Referring expression pointing data

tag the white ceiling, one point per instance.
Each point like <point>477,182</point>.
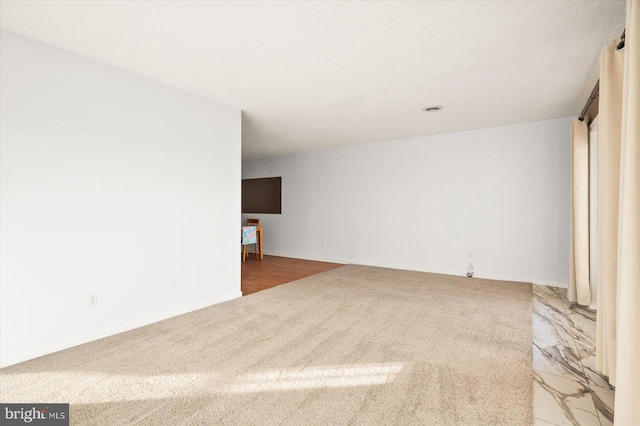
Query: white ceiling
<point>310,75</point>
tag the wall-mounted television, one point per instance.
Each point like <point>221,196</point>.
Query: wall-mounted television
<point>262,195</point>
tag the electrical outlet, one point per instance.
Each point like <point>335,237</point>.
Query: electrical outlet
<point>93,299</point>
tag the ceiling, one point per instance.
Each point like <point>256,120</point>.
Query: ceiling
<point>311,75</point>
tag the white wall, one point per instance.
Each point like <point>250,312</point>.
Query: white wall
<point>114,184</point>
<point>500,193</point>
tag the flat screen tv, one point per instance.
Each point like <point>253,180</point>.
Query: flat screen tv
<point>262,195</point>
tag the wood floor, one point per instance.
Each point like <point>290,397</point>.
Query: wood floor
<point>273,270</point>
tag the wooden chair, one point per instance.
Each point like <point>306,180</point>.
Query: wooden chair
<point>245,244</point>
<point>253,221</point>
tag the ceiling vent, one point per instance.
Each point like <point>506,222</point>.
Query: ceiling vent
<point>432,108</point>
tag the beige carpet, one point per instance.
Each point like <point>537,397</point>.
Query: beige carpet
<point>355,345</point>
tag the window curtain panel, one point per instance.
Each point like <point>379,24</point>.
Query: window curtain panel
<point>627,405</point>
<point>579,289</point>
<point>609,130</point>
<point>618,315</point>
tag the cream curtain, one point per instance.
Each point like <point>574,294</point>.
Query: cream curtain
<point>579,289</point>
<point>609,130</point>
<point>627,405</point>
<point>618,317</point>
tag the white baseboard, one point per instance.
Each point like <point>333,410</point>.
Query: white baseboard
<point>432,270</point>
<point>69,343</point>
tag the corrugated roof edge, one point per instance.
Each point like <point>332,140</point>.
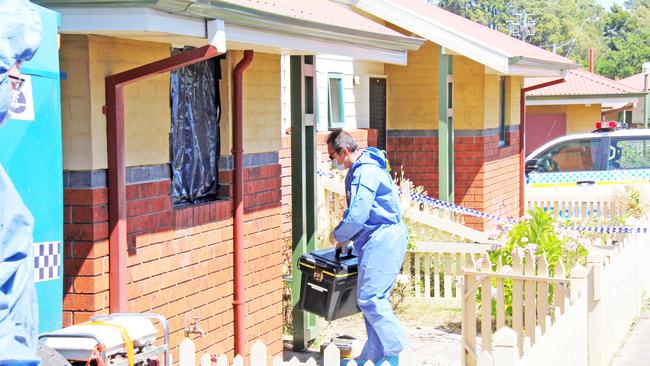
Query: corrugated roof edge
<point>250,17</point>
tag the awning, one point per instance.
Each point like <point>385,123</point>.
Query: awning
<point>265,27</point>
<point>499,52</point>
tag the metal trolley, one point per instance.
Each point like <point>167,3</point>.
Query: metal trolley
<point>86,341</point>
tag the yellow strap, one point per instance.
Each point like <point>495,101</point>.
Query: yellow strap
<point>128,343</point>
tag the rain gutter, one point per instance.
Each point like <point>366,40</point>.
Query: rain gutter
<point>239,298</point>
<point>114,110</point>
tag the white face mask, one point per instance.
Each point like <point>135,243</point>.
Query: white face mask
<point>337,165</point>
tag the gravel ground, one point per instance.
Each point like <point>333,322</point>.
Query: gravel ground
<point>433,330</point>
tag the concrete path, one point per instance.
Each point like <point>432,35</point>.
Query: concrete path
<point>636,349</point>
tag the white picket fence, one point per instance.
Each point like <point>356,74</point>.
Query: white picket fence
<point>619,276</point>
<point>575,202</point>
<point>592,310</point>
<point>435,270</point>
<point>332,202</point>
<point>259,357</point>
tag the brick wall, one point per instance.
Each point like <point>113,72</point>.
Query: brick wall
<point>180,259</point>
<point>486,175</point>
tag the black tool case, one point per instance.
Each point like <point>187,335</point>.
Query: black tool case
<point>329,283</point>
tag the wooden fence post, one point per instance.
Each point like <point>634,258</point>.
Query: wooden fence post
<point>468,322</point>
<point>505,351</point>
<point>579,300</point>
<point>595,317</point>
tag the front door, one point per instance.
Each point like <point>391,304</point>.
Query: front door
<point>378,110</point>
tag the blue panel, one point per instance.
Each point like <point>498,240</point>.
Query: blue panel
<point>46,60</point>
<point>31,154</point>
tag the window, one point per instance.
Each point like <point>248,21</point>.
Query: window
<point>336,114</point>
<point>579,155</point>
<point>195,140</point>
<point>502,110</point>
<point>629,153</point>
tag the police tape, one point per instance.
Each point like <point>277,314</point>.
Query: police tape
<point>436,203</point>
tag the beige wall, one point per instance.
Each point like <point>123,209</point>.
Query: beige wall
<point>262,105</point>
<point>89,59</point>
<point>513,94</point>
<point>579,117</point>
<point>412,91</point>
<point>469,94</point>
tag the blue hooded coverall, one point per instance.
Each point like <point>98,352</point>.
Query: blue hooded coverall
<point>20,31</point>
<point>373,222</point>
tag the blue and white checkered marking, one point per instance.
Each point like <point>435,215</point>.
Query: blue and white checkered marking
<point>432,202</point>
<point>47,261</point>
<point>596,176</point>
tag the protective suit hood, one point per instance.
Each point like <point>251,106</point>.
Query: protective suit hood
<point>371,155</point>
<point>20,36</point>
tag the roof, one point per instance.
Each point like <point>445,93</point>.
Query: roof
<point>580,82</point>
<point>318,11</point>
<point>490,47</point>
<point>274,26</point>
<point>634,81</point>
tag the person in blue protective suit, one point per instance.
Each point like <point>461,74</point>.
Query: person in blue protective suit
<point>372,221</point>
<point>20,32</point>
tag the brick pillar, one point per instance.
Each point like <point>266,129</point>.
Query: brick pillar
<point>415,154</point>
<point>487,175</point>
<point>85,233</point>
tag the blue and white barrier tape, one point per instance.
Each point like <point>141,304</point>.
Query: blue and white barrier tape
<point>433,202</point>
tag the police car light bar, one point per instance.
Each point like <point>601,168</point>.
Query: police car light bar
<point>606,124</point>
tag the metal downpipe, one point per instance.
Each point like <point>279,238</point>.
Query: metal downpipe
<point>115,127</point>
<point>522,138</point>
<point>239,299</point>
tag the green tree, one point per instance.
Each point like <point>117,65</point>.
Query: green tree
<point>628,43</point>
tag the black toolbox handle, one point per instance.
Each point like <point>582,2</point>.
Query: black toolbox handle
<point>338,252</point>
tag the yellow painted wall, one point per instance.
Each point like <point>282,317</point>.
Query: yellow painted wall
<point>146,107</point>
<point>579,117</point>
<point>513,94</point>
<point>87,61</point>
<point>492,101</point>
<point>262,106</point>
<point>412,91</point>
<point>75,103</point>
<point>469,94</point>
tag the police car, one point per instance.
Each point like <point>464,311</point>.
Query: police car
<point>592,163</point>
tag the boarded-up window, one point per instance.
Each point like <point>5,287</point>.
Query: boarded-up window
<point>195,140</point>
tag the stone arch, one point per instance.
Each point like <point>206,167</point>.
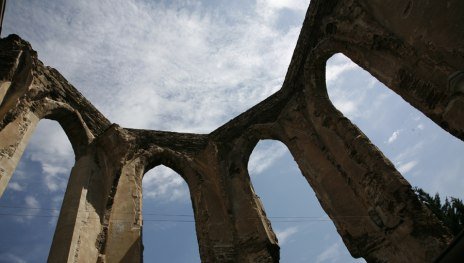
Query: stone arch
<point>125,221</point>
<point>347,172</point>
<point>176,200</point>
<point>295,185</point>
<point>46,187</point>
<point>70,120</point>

• [WORK TO BE COMPLETED] An exact reproduction of all the records is required, with no pictures included.

• [TASK RESPONSE]
tag the white ceiling, one point per instance.
Each point like <point>477,182</point>.
Query: white ceiling
<point>310,75</point>
tag the wall-mounted television, one point per instance.
Each point like <point>221,196</point>.
Query: wall-mounted television
<point>262,195</point>
tag the electrical outlet, one point per instance.
Each point like <point>335,237</point>.
Query: electrical outlet
<point>93,299</point>
tag the ceiling, one point per instance.
Each point like <point>256,120</point>.
Query: ceiling
<point>311,75</point>
tag the white wall, one point per instance.
Each point like <point>250,312</point>.
Query: white wall
<point>114,184</point>
<point>500,193</point>
tag the flat screen tv, one point per instance.
Each point like <point>253,180</point>.
Query: flat screen tv
<point>262,195</point>
tag the wood floor, one point per instance.
Each point like <point>290,397</point>.
Query: wood floor
<point>273,270</point>
tag the wooden chair, one point per instance.
Each point like <point>306,180</point>.
Query: wooden chair
<point>245,244</point>
<point>253,221</point>
tag the ceiling vent, one point per instance.
Each point like <point>506,222</point>.
Query: ceiling vent
<point>432,108</point>
tag the beige carpet, one point per instance.
Each point like <point>537,397</point>.
Query: beige carpet
<point>355,345</point>
tag the window curtain panel, one point per instance.
Each point like <point>379,24</point>.
Query: window curtain panel
<point>627,405</point>
<point>579,289</point>
<point>609,130</point>
<point>618,315</point>
tag the cream curtain, one point per instance.
Each point like <point>574,294</point>.
Query: cream curtain
<point>579,289</point>
<point>609,130</point>
<point>627,405</point>
<point>618,317</point>
tag the white baseboard, one point per instance.
Each point like <point>333,410</point>.
Query: white baseboard
<point>432,270</point>
<point>69,343</point>
tag the corrugated roof edge, one point per instance.
Each point like <point>332,140</point>.
Query: corrugated roof edge
<point>250,17</point>
tag the awning, one point per instance.
Each point like <point>385,123</point>.
Query: awning
<point>265,27</point>
<point>499,52</point>
tag the metal trolley, one point per instance.
Each point like <point>167,3</point>.
Query: metal trolley
<point>86,341</point>
tag the yellow strap, one point per instance.
Each point like <point>495,101</point>.
Query: yellow strap
<point>128,343</point>
tag the rain gutter, one point per instance.
Each point like <point>366,40</point>.
Query: rain gutter
<point>239,298</point>
<point>114,110</point>
tag the white face mask, one point per instance.
Each point like <point>135,243</point>.
Query: white face mask
<point>337,165</point>
tag the gravel ground, one point per instance.
Each point like <point>333,322</point>.
Query: gravel ground
<point>433,330</point>
tag the concrete path, one point per instance.
Each point like <point>432,35</point>.
Query: concrete path
<point>636,349</point>
tag the white picket fence, one point per instance.
Each point like <point>356,74</point>.
Query: white picket fence
<point>619,276</point>
<point>575,202</point>
<point>592,310</point>
<point>435,270</point>
<point>332,202</point>
<point>259,357</point>
tag the brick wall, one point per instance.
Each point like <point>113,72</point>.
Query: brick wall
<point>180,259</point>
<point>486,175</point>
tag the black tool case, one point per instance.
Each point like <point>187,335</point>.
Query: black tool case
<point>329,283</point>
tag the wooden fence post, one point per instance.
Each point like <point>634,258</point>.
Query: wooden fence post
<point>468,322</point>
<point>505,351</point>
<point>579,300</point>
<point>595,317</point>
tag the front door, one point per instance.
Each point like <point>391,304</point>.
Query: front door
<point>378,110</point>
tag the blue panel, one point per instance.
Each point like <point>498,240</point>.
Query: blue panel
<point>46,60</point>
<point>31,154</point>
tag the window, one point per instance.
Each point like <point>248,21</point>.
Query: window
<point>336,114</point>
<point>579,155</point>
<point>195,140</point>
<point>502,110</point>
<point>629,153</point>
tag the police tape, one point per instance.
Each point like <point>277,314</point>.
Query: police tape
<point>436,203</point>
tag the beige wall, one point per instance.
Each point like <point>123,209</point>.
Query: beige wall
<point>262,105</point>
<point>89,59</point>
<point>513,94</point>
<point>579,117</point>
<point>412,91</point>
<point>469,94</point>
tag the blue hooded coverall, one point per instance.
Each point like <point>98,352</point>.
Query: blue hooded coverall
<point>20,31</point>
<point>373,222</point>
tag the blue and white checkered marking, one point per instance.
Each point like <point>435,215</point>.
Query: blue and white checkered marking
<point>432,202</point>
<point>47,261</point>
<point>596,176</point>
tag the protective suit hood, one point per instance.
Each point like <point>251,106</point>.
Query: protective suit hood
<point>371,155</point>
<point>20,36</point>
tag the roof, one point per instance.
Each point like <point>445,93</point>.
Query: roof
<point>580,82</point>
<point>318,11</point>
<point>490,47</point>
<point>274,26</point>
<point>634,81</point>
tag the person in blue protective suit, one point per instance.
Each point like <point>461,74</point>.
Query: person in blue protective suit
<point>372,221</point>
<point>20,32</point>
tag the brick pillar, one point per instance.
Each point like <point>266,129</point>.
Query: brick pillar
<point>415,154</point>
<point>487,175</point>
<point>85,233</point>
tag the blue and white barrier tape, one point per instance.
Each point like <point>141,304</point>.
Query: blue and white barrier tape
<point>433,202</point>
tag the police car light bar, one point per instance.
Each point like <point>601,168</point>.
Query: police car light bar
<point>606,124</point>
tag the metal downpipe, one point per instance.
Each point like <point>279,238</point>.
Query: metal downpipe
<point>115,127</point>
<point>522,138</point>
<point>239,299</point>
tag the green tree, one point per instance.
Each point like <point>117,65</point>.
Query: green tree
<point>628,43</point>
tag the black toolbox handle, one point per instance.
Each point like <point>582,2</point>.
Query: black toolbox handle
<point>338,252</point>
tag the yellow painted wall, one point per instance.
Each point like <point>282,317</point>.
Query: yellow painted wall
<point>146,107</point>
<point>579,117</point>
<point>513,94</point>
<point>87,61</point>
<point>492,101</point>
<point>262,106</point>
<point>412,91</point>
<point>75,103</point>
<point>469,94</point>
tag the police car, one point per instance.
Each point like <point>464,311</point>.
Query: police car
<point>592,163</point>
tag the boarded-up window, one point per instance.
Each point like <point>5,287</point>.
Query: boarded-up window
<point>195,140</point>
tag the stone arch, one point per instance.
Each point like <point>206,167</point>.
Query: stone arch
<point>125,221</point>
<point>347,172</point>
<point>176,200</point>
<point>295,185</point>
<point>46,187</point>
<point>70,120</point>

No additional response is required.